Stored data
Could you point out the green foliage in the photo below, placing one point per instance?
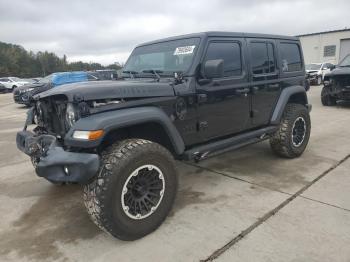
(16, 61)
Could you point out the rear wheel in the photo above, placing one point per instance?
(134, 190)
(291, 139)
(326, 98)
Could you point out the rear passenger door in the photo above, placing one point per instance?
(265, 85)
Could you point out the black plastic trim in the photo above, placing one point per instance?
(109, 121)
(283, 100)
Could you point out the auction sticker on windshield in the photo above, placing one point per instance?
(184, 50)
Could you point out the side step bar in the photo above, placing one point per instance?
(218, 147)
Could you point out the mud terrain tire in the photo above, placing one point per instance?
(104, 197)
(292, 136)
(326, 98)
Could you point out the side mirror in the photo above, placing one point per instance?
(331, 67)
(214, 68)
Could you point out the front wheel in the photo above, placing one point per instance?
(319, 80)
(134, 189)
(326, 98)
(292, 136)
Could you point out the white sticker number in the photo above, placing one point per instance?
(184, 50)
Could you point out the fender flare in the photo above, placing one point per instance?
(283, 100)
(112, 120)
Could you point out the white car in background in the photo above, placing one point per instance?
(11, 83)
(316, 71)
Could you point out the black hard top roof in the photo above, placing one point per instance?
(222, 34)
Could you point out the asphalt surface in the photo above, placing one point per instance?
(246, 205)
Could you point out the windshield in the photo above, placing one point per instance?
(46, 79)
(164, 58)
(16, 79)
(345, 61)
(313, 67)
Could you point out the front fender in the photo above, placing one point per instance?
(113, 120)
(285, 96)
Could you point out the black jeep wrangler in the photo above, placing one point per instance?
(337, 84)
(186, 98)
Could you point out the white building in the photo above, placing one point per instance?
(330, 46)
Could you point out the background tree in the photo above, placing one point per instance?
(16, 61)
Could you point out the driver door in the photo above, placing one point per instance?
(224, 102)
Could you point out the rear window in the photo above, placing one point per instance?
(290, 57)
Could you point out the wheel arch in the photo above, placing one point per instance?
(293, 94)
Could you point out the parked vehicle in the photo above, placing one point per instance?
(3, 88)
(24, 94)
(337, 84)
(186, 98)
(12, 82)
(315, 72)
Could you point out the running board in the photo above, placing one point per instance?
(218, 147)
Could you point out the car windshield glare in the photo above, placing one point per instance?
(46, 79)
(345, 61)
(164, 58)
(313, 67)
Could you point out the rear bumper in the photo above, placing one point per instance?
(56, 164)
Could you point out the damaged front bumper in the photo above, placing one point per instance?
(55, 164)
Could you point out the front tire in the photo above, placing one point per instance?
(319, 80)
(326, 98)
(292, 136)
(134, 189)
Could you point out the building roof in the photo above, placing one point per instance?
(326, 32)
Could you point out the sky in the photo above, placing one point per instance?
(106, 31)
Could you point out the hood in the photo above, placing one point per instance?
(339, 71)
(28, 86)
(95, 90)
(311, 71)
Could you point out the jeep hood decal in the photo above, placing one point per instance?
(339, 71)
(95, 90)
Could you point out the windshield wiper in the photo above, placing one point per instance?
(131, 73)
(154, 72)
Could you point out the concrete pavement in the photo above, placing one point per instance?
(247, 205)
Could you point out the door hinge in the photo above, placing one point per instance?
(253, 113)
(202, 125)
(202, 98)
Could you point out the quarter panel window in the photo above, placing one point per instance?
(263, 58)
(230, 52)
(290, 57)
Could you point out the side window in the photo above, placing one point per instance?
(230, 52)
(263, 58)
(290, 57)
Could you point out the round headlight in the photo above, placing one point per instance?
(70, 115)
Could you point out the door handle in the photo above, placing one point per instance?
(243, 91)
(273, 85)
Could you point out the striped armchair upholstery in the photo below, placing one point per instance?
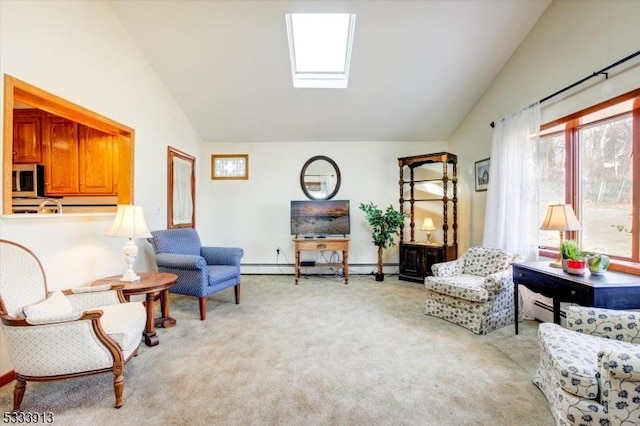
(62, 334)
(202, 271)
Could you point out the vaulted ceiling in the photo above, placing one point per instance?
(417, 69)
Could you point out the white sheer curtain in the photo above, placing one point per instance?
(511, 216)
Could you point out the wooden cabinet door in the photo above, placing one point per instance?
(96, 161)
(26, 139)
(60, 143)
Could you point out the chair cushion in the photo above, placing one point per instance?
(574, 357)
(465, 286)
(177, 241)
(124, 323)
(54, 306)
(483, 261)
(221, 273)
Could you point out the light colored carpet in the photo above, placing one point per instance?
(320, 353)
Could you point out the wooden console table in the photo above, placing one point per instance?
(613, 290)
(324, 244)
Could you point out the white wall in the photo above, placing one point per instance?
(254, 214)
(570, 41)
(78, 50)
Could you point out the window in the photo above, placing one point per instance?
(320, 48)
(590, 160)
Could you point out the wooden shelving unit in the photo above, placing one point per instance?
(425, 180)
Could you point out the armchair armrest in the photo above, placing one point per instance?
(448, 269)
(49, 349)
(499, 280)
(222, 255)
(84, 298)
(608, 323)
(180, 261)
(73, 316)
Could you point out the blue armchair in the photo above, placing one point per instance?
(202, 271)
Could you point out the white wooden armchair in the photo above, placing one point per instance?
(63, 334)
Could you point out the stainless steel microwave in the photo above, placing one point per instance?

◆ TASK STATEMENT ◆
Please reproduce every line above word for word, leaving out the pictures.

◆ ANSWER IN FULL ◆
Could you point out the green foliage in the photo below, placing one point per instance?
(16, 61)
Could you point out the rear wheel in the photo above, placing one point per instance?
(134, 190)
(291, 139)
(326, 98)
Could you point out the rear passenger door in the photo above, placing one point per instance?
(265, 85)
Could you point out the black plastic trim in the photo above, placing one point per instance?
(109, 121)
(283, 100)
Could you point out the auction sticker on windshield in the photo above, placing one point per instance?
(184, 50)
Could you point out the side step bar in the photo above, placing one point per instance?
(218, 147)
Could you point out the mud terrain tire in the photo above, placing one point per instance?
(104, 197)
(292, 136)
(326, 98)
Could you point out the side mirror in the photo above, placing one point per instance?
(331, 67)
(214, 68)
Could you point out the front wheel in the photo above, placing one point per instance?
(319, 80)
(134, 189)
(326, 98)
(292, 136)
Could you point out the white sticker number in the photo above, placing one point per instance?
(184, 50)
Could you point out the fender flare in the photo above, placing one point per instance?
(283, 100)
(112, 120)
Could you point out the white car in background in the photo above, placing one point per instance?
(11, 83)
(316, 71)
Could you point out the black hard top roof in the photo above, placing one point per instance?
(222, 34)
Could you point out the asphalt surface in the photo above, placing one point per instance?
(246, 205)
Could you point out the windshield in the photo above, placing one point per instance?
(46, 79)
(164, 58)
(16, 79)
(345, 61)
(313, 67)
Could you point out the front fender in the photo above, placing one point per instance?
(113, 120)
(285, 96)
Could you point out the black jeep wrangler in the photo above, placing one point per instance?
(337, 84)
(186, 98)
Could you point out the white building in the photo above, placing one point per instance?
(330, 46)
Could you point out the background tree in the photo above, placing one point per instance?
(16, 61)
Could you point out the driver door in the photo above, placing one point per instance?
(224, 102)
Could you point out the rear window in the photo above, placing one point per instance?
(290, 57)
Could you point out the wheel arch in the photo above, placing one point per instance?
(293, 94)
Could you point out the parked vehicle in the photo above, placing one point per instance?
(3, 88)
(24, 94)
(337, 84)
(186, 98)
(12, 82)
(315, 72)
Could you point out the running board in the photo above, placing one point per instance?
(218, 147)
Could you point out the car windshield glare in the photo above, placing one point per instance?
(46, 79)
(345, 61)
(164, 58)
(313, 67)
Could you point out the rear bumper in the photo above, placing one point per instance?
(56, 164)
Could you point out the damaged front bumper in the photo above, placing one point per instance?
(55, 164)
Could you point out the front tire in the photo above, placing one point per instance?
(319, 80)
(326, 98)
(292, 136)
(134, 189)
Could you point out the building roof in the photo above, placing one point per instance?
(326, 32)
Could you point out the sky in the photo above, placing one point per instance?
(106, 31)
Could you point out the hood in the photo above, placing one point per instance?
(339, 71)
(28, 86)
(95, 90)
(311, 71)
Could you point out the jeep hood decal in the photo above, placing one point per instance?
(339, 71)
(95, 90)
Could you point out the windshield wiper in the photo above, placing one point per instance?
(131, 73)
(154, 72)
Could you point out the concrete pavement in the photo above, placing one point per instance?
(247, 205)
Could you point out the door hinge in the photo above, placing one point per instance?
(253, 113)
(202, 125)
(202, 98)
Could you point out the quarter panel window in the photo above, placing one point per instance?
(263, 58)
(230, 52)
(290, 57)
Could you point out the side window in the photo above, placing one point per instance?
(230, 52)
(263, 58)
(290, 57)
Could you point out the round headlight in the photo above, placing one point per instance?
(70, 115)
Could you point out the door handle in the photo above, placing one point per instance?
(243, 91)
(273, 85)
Could you point out the striped armchair upholstery in the photo below, placing one point per instance?
(62, 334)
(202, 271)
Could you point out the vaulted ceiling in the photo above, placing one point per instance?
(417, 69)
Could you point out the white sheer curtain in the photo above, placing one point per instance?
(511, 216)
Could you point out the wooden cabinet door in the photo above, placing one point per instance?
(96, 161)
(26, 139)
(60, 143)
Could you point out the chair cushion in the photo above, placing one point per instance?
(574, 357)
(465, 286)
(177, 241)
(124, 323)
(54, 306)
(483, 261)
(221, 273)
Could you point out the light colored carpet in the photo above, placing one point per instance?
(320, 353)
Could you point out the wooden console table in the photo above, placing one point per instance?
(613, 290)
(324, 244)
Could you point out the white wall in the photo above, placing one point per instance?
(254, 214)
(570, 41)
(78, 50)
Could you point out the window in the photo above, placing one point per instance?
(320, 48)
(590, 160)
Could you point out the wooden shelving unit in the photo above, placing one point per instance?
(425, 180)
Could you point out the armchair armrest in the photo above, placing one point per instance?
(448, 269)
(49, 349)
(499, 280)
(222, 255)
(84, 298)
(608, 323)
(180, 261)
(73, 316)
Could you point out the blue armchair in the photo above, placing one point per instance?
(202, 271)
Could you point out the white wooden armchair in the photo above, placing one point per instance?
(63, 334)
Could you point out the stainless steel microwave in the photo above, placing one point per instance?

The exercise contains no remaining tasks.